* **Directive**
Can you quote the lines below exactly, starting at the line with "Practice. Locate the driver" and going through the last one?

* **Materials provided**
───
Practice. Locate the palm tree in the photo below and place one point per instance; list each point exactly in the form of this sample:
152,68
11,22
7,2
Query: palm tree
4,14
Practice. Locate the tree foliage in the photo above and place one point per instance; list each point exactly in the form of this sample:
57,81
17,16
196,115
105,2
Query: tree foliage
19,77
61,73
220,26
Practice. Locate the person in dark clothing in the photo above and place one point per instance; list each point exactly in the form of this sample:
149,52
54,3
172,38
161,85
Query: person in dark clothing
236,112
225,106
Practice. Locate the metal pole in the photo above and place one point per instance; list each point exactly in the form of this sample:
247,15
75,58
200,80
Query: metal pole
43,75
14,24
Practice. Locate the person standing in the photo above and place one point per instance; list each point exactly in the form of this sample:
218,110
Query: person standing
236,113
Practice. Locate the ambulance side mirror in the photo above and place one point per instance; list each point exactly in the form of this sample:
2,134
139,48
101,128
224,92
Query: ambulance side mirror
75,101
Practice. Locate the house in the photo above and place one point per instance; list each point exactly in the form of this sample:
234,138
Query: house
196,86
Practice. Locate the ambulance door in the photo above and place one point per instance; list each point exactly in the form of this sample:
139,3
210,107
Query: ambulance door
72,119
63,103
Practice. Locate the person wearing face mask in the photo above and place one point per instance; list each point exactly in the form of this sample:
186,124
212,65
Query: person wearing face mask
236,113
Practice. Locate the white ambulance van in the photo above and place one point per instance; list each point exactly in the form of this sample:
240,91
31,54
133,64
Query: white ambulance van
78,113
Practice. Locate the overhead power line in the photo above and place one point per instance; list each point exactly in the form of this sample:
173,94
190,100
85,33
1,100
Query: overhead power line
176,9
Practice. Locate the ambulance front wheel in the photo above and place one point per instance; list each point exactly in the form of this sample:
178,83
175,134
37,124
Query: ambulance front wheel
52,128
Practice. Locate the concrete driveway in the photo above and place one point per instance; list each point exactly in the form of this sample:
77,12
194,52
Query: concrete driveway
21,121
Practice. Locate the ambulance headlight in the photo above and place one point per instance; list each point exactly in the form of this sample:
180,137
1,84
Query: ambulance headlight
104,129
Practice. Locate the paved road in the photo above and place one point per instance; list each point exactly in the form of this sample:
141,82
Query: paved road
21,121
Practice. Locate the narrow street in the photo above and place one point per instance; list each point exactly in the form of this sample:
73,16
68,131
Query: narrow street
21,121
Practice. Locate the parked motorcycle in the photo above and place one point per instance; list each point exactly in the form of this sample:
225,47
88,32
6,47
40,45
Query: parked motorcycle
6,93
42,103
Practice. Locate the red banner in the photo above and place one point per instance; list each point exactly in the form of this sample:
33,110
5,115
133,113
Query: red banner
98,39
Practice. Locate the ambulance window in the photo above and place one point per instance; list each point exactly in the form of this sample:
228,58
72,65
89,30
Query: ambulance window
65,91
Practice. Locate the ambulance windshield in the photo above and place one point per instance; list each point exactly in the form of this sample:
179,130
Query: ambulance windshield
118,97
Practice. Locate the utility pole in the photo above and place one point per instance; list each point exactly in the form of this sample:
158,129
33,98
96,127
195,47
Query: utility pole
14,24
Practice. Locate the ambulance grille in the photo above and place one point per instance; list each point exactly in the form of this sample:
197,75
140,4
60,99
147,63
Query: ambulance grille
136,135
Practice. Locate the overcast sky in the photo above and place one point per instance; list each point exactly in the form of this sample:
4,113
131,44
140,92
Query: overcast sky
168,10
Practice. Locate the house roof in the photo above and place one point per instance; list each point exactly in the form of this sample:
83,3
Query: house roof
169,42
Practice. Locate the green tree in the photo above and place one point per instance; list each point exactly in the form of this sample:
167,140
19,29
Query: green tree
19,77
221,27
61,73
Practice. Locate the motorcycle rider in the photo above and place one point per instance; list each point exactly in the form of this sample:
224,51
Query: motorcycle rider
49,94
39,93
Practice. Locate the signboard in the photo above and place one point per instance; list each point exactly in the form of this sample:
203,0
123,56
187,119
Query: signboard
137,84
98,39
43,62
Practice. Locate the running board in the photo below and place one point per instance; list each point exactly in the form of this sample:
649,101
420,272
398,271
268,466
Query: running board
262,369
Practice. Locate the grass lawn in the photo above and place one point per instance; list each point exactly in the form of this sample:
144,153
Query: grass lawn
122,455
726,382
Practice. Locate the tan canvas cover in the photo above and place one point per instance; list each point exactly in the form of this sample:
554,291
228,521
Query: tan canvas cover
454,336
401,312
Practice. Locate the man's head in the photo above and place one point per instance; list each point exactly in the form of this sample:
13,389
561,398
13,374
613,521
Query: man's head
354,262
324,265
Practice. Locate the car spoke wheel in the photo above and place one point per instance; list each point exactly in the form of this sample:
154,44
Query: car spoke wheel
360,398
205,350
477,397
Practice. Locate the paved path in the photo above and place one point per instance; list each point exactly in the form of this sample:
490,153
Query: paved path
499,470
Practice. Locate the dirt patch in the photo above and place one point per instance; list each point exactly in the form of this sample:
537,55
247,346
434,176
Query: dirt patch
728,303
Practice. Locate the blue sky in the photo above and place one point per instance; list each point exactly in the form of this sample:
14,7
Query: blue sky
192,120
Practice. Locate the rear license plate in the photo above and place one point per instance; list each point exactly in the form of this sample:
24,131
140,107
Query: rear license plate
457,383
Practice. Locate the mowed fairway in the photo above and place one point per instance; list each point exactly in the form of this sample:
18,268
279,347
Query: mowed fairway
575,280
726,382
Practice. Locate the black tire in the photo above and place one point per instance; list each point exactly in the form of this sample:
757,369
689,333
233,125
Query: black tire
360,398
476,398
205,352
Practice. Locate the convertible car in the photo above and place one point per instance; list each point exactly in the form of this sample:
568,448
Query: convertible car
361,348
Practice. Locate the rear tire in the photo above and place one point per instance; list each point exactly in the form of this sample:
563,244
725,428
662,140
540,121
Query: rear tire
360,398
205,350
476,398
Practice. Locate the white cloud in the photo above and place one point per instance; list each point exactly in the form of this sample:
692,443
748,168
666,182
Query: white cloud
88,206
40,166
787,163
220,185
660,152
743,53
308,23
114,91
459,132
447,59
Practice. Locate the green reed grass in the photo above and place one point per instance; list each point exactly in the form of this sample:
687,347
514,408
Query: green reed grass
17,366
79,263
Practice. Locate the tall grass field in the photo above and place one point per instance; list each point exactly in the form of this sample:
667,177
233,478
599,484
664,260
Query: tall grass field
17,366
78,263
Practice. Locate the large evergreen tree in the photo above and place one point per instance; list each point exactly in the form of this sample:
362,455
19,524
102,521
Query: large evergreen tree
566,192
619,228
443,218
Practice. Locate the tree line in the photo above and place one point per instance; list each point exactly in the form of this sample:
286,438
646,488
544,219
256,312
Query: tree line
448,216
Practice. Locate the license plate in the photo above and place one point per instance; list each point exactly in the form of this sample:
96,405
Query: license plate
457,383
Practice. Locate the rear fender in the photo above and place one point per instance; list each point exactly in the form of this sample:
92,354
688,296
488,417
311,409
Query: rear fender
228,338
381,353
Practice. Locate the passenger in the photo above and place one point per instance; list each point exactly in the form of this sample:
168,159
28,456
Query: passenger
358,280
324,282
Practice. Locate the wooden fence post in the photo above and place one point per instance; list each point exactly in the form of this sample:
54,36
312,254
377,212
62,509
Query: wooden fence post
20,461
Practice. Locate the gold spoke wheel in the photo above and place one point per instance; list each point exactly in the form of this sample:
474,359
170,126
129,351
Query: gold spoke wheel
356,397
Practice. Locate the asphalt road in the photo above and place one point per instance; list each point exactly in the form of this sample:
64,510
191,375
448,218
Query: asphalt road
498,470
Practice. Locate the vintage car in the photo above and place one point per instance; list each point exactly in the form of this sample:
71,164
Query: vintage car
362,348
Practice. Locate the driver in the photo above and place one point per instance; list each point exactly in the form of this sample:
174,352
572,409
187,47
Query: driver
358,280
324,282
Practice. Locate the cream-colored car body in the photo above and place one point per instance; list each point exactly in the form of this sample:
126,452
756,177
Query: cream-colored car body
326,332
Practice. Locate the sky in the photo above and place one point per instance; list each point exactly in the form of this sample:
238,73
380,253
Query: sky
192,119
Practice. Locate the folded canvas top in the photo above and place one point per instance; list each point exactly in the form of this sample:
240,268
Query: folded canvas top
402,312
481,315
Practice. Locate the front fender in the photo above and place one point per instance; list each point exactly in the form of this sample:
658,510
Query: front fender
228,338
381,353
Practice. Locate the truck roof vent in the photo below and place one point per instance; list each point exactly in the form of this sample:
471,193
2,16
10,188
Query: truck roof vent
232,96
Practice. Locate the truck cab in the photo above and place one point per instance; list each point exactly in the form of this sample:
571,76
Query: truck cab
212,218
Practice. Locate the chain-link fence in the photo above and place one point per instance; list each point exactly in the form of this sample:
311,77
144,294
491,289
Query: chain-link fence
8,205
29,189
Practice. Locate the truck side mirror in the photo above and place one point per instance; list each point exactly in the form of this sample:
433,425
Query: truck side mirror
───
* **Final result**
Practice. Locate the driver in the photo above and place one point per instance; list each point exactly in the form of this sample:
174,352
572,409
187,47
Query: driver
358,280
324,282
Practice. Locate the cream-colored car body in the photo above and place one point per instance; list each point exactly in the form of this sample:
126,452
756,177
Query: cream-colored car body
326,332
Practice. Locate the sky in the photo above and place one point per instance; list each point exactly in the form of this sample:
238,73
380,253
Query: sky
192,119
Practice. Locate the folded canvas top in the photo above and place one point per instance; list each point exactly in the form of this sample:
240,268
Query: folded canvas top
402,312
481,315
Practice. Locate the front fender in the photo above and place one point per instance; list each point exactly in the form of this sample:
658,510
Query: front fender
228,338
381,353
Practice. Locate the truck roof vent in the photo below and place one point per instance; list each point exactly in the form of this sample:
471,193
2,16
10,188
Query: truck roof vent
232,96
Practice. Locate the truck cab in the photo above and place one point per instance; list each point exactly in the form of this sample:
571,76
Query: truck cab
212,218
Practice. Locate the chain-link fence in the photo above and place one point per instance; list each point exactly in the form of this sample:
311,77
144,294
491,289
Query: chain-link fence
8,205
29,189
Practice. Locate the truck side mirror in the photo above and place one point per instance; list each point exactly in the form of this sample:
433,425
Query: truck side mirror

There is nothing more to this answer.